• EXTRACT PROVIDED:

──────

Product Rating: 5.0 Recommended: Yes 

Pros: Refined feel, drives much like a conventional car
Cons: Slow, low handling limits, must adapt driving style to fully benefit
The Bottom Line: A much better car than the Prius, the Civic Hybrid makes me wonder why Toyota went through so much trouble.


Purely electric cars have not worked. They must be recharged too often, and recharging takes too long. The battery packs are so large and heavy that they severely harm the performance and functionality of the vehicle.

For these reasons, auto makers are now shifting their attention from all-electric vehicles to "hybrids," which use both an internal combustion (gasoline or diesel) engine and an electric motor. This technology is not entirely new. The diesel-electric locomotives that have powered trains for decades use one form of hybrid powertrain. In these locomotives, a diesel engine spins an electric generator that powers electric motors that drive the wheels. Since the diesel engine does not directly drive the wheels, but only works indirectly through the electric motors, this is called a "series" hybrid.

──────

• DATA EXCERPTS:
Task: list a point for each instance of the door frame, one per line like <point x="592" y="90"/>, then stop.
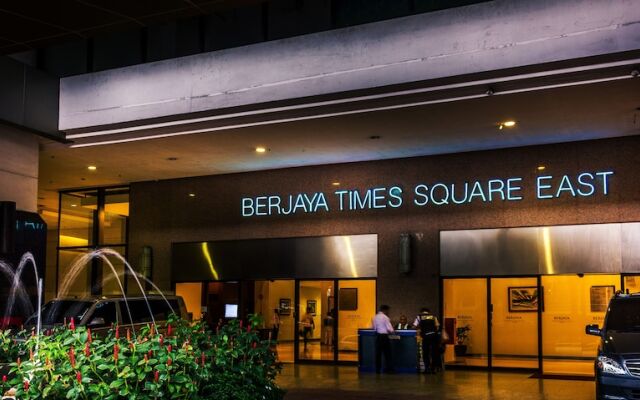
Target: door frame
<point x="489" y="316"/>
<point x="336" y="317"/>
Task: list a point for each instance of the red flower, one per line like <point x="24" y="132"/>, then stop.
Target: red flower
<point x="72" y="357"/>
<point x="116" y="351"/>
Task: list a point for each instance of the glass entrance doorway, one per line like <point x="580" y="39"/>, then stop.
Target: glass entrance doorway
<point x="312" y="320"/>
<point x="514" y="322"/>
<point x="570" y="303"/>
<point x="528" y="322"/>
<point x="330" y="312"/>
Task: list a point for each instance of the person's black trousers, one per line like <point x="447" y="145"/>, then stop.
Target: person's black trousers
<point x="383" y="346"/>
<point x="431" y="352"/>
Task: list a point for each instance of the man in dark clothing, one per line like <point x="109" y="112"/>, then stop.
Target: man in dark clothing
<point x="428" y="325"/>
<point x="382" y="325"/>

──────

• YOUR TASKS:
a) For each statement, answer yes or no to say whether it agrees with the hybrid car review, and quote the words of the review that decide it: (i) The review gives the car a rating of 5.0. (ii) The review counts being slow among the car's pros. (iii) In a diesel-electric locomotive, the diesel engine drives the wheels directly.
b) Copy out the entire listing that follows the hybrid car review word for word, leaving the pictures out.
The hybrid car review and the listing were taken from unrelated sources.

• ANSWERS BY TASK:
a)
(i) Yes: "Product Rating: 5.0"
(ii) No: "Cons: Slow, low handling limits"
(iii) No: "the diesel engine does not directly drive the wheels"

b)
Task: list a point for each instance of the door frame, one per line like <point x="592" y="90"/>, then stop.
Target: door frame
<point x="489" y="316"/>
<point x="336" y="317"/>
Task: list a point for each instance of the red flower, one per line like <point x="24" y="132"/>, then stop.
Target: red flower
<point x="72" y="357"/>
<point x="116" y="351"/>
Task: list a point for each instance of the glass entrance doorway, one per line like <point x="580" y="39"/>, then stop.
Target: glass entrance doorway
<point x="312" y="320"/>
<point x="514" y="322"/>
<point x="570" y="303"/>
<point x="528" y="322"/>
<point x="330" y="312"/>
Task: list a point for each instance of the person's black trousers, one per line like <point x="447" y="145"/>, then stop.
Target: person's black trousers
<point x="383" y="346"/>
<point x="431" y="352"/>
Task: list a point for each instance of the man in dark clothing, one per line like <point x="109" y="112"/>, then stop.
Target: man in dark clothing
<point x="428" y="325"/>
<point x="382" y="325"/>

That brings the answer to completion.